Extract to read:

>>>>

Re: [DISCUSS] KIP-152 - Improve diagnostics for SASL authentication failures

Rajini Sivaram Mon, 21 Aug 2017 06:20:32 -0700

Ismael,

Thank you for the review. I have updated the motivation section.


On Fri, Aug 18, 2017 at 1:59 PM, Ismael Juma <[email protected]> wrote:

> Thanks Rajini. The changes look good. We have to update the motivation to
> take into account the improvements in 0.11:
>
> "With the current Kafka SASL implementation, broker closes the client
> connection if SASL authentication fails. Clients see this as a connection
> failure and do not get any feedback for the reason why the connection was
> closed. Producers and consumers retry, attempting to create successful
> connections, treating authentication failures as transient failures. There
> are no log entries on the client-side to indicate that any of these
> connection failures were due to authentication failure."
>
> 0.11.0.x logs a warning with a hint that the disconnect is likely related
> to authentication.
>
> Ismael
>
> On Tue, Aug 15, 2017 at 9:23 PM, Rajini Sivaram <[email protected]>
> wrote:
>
> > I have updated the KIP based on the discussions so far. It will be good
> if
> > we can get some more feedback so that this can be implemented for 1.0.0.
> >
> >
> > Thanks,
> >
> > Rajini
> >
> >
> > On Thu, May 4, 2017 at 10:22 PM, Ismael Juma <[email protected]> wrote:
> >
> > > Hi Rajini,
> > >
> > > I think we were talking about slightly different things. I was just
> > > referring to the fact that there are cases where we throw an
> > > AuthorizationException back to the user without retrying from various
> > > methods (poll, commitSync, etc).
> > >
> > > As you said, my initial preference was for not retrying at all because
> it
> > > is what you want in the common case of a misconfigured application. I
> > > hadn't considered credential updates for authenticators that rely on
> > > eventual consistency. Thinking about it some more, it seems like this
> > > should be solved by the authenticator implementation as well. For
> > example,
> > > it could refresh the cached data for a user if authentication failed (a
> > > good implementation would be a bit more involved to avoid going to the
> > > underlying data source too often).
> > >
> > > Given that, not retrying sounds good to me.
> > >
> > > Ismael
> > >
> > > On Thu, May 4, 2017 at 4:04 PM, Rajini Sivaram <
> [email protected]>
> > > wrote:
> > >
> > > > Hi Ismael,
> > > >
> > > > I thought the blocking waits in the producer and consumer are always
> > > > related to retrying for metadata. So an authorization exception that
> > > > impacts this wait can only be due to Describe authorization failure -
> > > that
> > > > always retries?
> > > >
> > > > I agree that connecting to different brokers when authentication
> fails
> > > with
> > > > one is not desirable. But I am not keen on retrying with a suitable
> > > backoff
> > > > until timeout either. Because that has the same problem as the
> scenario
> > > > that you described. The next metadata request could be to broker-1 to
> > > which
> > > > authentication succeeds and subsequent produce/consume  to broker-0
> > could
> > > > still fail.

<<<<

Prompt 1: Print the part of the KIP-152 thread from "Re: [DISCUSS] KIP-152" through "the motivation section.", inclusive.
Prompt 2: According to the KIP-152 thread, what does 0.11.0.x log?
Prompt 3:
Do these statements agree with the KIP-152 thread? Answer yes or no for each, and quote the words that decide it.
(a) Ismael first preferred not retrying at all.
(b) Rajini's latest message says the motivation section still needs updating.
(c) The motivation text says producers and consumers give up after an authentication failure.

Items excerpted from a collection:
>>>>

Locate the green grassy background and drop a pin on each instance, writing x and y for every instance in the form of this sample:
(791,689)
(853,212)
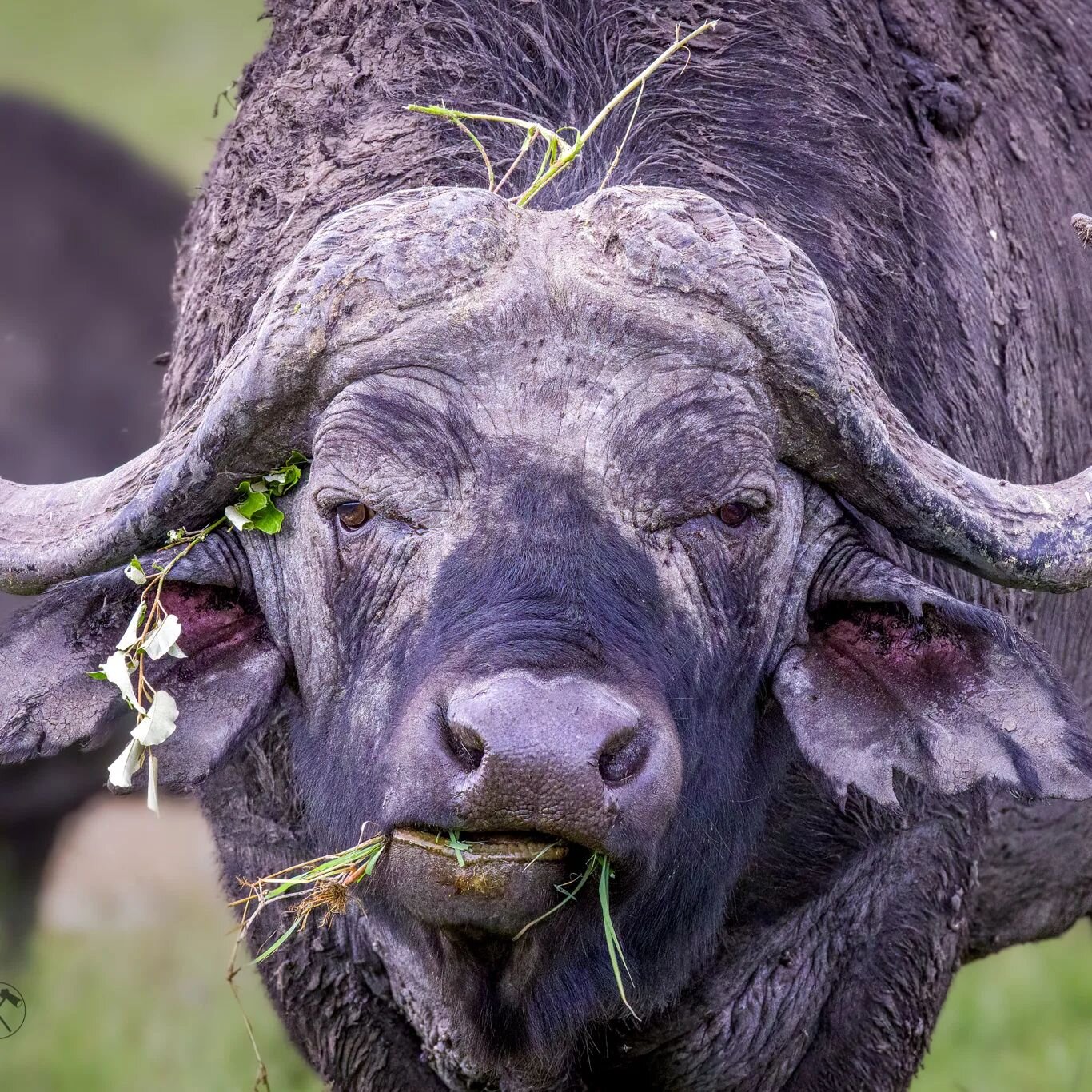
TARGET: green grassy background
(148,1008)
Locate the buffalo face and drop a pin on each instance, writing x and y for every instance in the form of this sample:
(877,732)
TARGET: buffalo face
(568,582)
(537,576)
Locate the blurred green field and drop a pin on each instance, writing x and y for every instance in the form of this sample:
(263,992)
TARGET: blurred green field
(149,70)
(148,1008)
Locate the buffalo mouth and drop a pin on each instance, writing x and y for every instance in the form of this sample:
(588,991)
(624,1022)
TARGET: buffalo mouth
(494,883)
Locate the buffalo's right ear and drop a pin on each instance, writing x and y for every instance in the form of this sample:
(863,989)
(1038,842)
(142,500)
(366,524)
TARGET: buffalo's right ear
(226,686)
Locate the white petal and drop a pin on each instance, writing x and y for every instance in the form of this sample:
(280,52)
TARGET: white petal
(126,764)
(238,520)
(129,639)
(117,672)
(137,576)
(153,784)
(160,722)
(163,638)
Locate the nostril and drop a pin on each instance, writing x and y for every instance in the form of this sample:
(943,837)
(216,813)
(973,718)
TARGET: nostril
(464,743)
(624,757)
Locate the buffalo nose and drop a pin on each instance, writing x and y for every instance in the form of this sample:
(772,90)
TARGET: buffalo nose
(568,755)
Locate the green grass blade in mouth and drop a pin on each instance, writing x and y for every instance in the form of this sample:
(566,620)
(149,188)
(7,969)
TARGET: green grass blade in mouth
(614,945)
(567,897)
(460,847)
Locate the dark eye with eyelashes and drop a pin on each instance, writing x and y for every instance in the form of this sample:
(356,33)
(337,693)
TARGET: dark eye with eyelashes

<<<<

Exercise solution 1:
Re: [DISCUSS] KIP-152 - Improve diagnostics for SASL authentication failures

Rajini Sivaram Mon, 21 Aug 2017 06:20:32 -0700

Ismael,

Thank you for the review. I have updated the motivation section.

Exercise solution 2: A warning with a hint that the disconnect is likely related to authentication.

Exercise solution 3:
(a) Yes: "my initial preference was for not retrying at all"
(b) No: "I have updated the motivation section."
(c) No: "Producers and consumers retry, attempting to create successful"